Consigne:
Quels sigles apparaissent dans l'intervention sur la loi de finances rectificative ci-dessous ? Citez-les tous.

Extrait proposé:
------------------------

Intervention de Jean-François Husson

Réunion du 12 juillet 2021 à 16h00
Loi de finances rectificative pour 2021 — Adoption définitive des conclusions d'une commission mixte paritaire sur un projet de loi

Photo de Jean-François HussonJean-François Husson :

Madame la présidente, madame la secrétaire d’État, mes chers collègues, une dizaine de jours après la première lecture du projet de loi de finances rectificative (PLFR) au Sénat, nous voici de nouveau réunis. La commission mixte paritaire (CMP), qui s’est déroulée lundi dernier, s’est en effet avérée conclusive.

En première lecture, nous avions pris acte de la mise à jour des données macroéconomiques du Gouvernement, en particulier de la très forte dégradation de nos finances publiques, avec un déficit public à 9, 4 points de PIB et un endettement à 117, 2 %. Le rebond d’activité reste, quant à lui, fragile et serait moins important que celui de nos principaux partenaires européens.

J’ai également émis de fortes réserves sur les reports opérés par le Gouvernement entre 2020 et 2021, qui atteignent un niveau exceptionnel cette année et qui vont, à mon sens, bien au-delà de l’autorisation parlementaire. Enfin, il apparaît clairement que l’augmentation des dépenses prévue dans le présent PLFR répond à un objectif de précaution et de grande prudence.

Pour autant, dès la première lecture, le Sénat a adopté, en responsabilité, les dispositions du collectif budgétaire tendant à accompagner la sortie de crise. Il en est ainsi de la prolongation, avec des adaptations, du fonds de solidarité ou encore de la nouvelle aide au paiement des cotisations et contributions sociales.

Le Sénat a également voté des mesures comme le renforcement du carry back, qu’il appelait d’ailleurs de ses vœux depuis un an, ou encore la prolongation de l’octroi de la garantie de l’État au titre des prêts garantis par l’État, les PGE, et la reconduction de la prime exceptionnelle de pouvoir d’achat, la PEPA.

Le Sénat s’est montré constructif et raisonnable dans ses propositions de modification. J’en veux pour preuve les faibles évolutions de l’article d’équilibre à la suite de nos travaux.

C’est ainsi que, outre des améliorations techniques et de sécurisation juridique, de nombreux apports du Sénat ont été conservés dans le texte adopté par la CMP, parfois à la faveur de compromis. Ce résultat est le fruit d’échanges fructueux avec nos collègues députés, en particulier avec le rapporteur général de la commission des finances de l’Assemblée nationale, que je remercie de son écoute et qui a permis de rapprocher nos attentes.

------------------------

Données brutes:
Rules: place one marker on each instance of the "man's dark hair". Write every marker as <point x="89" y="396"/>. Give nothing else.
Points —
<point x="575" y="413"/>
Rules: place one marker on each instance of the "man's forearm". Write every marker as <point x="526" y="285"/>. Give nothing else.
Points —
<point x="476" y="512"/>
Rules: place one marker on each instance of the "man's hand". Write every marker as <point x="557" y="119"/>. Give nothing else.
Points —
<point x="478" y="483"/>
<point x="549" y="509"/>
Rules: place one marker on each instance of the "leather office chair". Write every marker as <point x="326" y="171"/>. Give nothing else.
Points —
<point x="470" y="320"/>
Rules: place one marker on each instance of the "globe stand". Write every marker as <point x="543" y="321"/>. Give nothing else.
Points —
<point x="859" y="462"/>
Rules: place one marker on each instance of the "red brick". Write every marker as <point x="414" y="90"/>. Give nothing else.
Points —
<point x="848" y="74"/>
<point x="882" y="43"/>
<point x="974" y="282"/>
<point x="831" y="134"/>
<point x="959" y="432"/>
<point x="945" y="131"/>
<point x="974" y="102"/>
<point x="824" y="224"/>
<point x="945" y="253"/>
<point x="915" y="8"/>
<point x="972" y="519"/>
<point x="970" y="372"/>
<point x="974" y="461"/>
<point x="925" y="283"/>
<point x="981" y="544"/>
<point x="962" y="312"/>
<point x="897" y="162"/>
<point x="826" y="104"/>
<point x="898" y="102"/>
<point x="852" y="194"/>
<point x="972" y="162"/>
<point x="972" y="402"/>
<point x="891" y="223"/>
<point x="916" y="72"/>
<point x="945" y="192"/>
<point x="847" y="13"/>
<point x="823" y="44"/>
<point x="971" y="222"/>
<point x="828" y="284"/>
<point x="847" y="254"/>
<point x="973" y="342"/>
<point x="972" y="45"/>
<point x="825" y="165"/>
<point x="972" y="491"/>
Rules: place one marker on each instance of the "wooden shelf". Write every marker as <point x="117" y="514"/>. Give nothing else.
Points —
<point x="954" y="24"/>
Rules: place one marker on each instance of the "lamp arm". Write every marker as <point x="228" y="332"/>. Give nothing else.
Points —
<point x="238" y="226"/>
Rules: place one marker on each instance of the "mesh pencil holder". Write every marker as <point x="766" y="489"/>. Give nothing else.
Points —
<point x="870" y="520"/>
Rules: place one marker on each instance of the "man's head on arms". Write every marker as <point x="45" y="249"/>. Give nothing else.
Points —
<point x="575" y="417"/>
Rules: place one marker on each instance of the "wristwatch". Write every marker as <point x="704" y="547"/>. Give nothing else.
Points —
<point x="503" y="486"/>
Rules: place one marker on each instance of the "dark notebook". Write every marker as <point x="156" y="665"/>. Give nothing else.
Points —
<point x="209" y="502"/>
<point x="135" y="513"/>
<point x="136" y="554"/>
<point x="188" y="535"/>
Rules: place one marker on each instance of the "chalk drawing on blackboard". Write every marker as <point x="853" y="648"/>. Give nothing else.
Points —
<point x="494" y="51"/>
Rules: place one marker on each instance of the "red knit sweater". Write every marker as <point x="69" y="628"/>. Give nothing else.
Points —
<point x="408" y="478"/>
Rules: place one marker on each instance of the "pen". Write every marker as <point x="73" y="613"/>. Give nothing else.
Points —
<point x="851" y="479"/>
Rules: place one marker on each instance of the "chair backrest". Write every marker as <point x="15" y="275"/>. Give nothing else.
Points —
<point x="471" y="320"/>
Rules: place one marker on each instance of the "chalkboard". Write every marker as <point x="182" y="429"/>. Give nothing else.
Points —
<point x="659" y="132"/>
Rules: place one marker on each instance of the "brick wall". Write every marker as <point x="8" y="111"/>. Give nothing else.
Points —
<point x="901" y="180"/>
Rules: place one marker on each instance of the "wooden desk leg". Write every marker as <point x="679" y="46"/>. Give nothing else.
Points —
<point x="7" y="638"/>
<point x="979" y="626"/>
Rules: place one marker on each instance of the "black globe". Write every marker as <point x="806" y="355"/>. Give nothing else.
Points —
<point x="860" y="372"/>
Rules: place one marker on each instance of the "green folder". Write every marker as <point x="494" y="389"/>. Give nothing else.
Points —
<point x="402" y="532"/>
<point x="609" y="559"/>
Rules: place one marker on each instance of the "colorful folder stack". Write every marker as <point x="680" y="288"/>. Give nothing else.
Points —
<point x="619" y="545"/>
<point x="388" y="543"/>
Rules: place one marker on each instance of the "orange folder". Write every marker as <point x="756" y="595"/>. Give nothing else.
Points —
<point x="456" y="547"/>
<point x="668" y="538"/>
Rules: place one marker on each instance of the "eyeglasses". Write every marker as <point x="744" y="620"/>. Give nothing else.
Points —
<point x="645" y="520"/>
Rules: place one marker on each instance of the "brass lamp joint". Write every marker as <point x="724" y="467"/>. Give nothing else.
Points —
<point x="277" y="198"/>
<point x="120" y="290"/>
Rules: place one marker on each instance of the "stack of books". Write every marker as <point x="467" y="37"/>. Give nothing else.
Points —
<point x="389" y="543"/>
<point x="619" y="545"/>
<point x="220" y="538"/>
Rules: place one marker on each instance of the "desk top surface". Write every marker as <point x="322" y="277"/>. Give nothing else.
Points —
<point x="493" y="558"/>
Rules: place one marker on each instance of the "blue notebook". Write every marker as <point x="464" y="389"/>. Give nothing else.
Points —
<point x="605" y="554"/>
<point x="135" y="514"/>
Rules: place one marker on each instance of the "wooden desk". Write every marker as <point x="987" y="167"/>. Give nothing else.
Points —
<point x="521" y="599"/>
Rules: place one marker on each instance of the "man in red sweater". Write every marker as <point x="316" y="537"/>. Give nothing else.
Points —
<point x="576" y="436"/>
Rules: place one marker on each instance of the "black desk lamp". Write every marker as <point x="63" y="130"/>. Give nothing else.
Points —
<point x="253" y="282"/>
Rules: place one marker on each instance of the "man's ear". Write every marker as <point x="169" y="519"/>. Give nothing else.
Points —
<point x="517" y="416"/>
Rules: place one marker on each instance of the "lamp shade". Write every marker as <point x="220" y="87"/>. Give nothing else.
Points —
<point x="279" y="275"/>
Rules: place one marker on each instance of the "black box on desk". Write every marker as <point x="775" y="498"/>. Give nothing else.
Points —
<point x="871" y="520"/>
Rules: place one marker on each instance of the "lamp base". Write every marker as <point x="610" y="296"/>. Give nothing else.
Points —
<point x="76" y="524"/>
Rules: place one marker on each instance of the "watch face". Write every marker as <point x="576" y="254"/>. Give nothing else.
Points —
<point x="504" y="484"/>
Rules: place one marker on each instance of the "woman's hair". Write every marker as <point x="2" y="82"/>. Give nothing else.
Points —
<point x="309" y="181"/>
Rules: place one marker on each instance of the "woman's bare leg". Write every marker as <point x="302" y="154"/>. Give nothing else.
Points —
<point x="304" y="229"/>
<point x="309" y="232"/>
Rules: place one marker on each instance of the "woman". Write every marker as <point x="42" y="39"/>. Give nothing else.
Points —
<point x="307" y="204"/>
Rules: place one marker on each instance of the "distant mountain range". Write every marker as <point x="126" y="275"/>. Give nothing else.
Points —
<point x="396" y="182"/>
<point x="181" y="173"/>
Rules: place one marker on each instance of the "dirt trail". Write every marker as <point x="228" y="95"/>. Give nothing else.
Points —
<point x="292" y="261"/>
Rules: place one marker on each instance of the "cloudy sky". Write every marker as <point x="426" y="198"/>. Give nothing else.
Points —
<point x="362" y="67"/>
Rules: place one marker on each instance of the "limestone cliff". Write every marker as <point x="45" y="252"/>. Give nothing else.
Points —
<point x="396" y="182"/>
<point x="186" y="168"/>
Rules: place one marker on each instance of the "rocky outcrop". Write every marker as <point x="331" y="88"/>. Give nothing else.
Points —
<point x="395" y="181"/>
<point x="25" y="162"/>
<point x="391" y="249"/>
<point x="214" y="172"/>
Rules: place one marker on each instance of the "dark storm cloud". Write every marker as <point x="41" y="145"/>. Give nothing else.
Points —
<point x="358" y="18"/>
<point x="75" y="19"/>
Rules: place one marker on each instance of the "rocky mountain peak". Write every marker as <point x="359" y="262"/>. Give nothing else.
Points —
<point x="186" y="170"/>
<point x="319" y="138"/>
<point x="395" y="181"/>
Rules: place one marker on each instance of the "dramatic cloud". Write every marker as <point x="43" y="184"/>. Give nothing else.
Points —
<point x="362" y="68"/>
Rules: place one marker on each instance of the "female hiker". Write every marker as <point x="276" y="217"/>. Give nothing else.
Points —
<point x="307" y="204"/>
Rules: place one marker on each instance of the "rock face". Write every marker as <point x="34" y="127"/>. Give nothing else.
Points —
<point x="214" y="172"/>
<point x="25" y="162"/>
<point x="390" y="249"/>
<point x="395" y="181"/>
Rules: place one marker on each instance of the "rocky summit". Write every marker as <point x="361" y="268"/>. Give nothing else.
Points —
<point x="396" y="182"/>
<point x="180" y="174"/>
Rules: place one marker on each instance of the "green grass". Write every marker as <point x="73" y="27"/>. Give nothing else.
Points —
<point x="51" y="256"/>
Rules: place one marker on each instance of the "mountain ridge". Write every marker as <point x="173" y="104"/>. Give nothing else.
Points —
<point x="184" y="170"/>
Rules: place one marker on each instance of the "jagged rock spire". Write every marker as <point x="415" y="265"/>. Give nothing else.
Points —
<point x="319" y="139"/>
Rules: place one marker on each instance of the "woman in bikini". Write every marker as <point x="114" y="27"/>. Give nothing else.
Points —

------------------------

Résultat:
PLFR, CMP, PIB, PGE, PEPA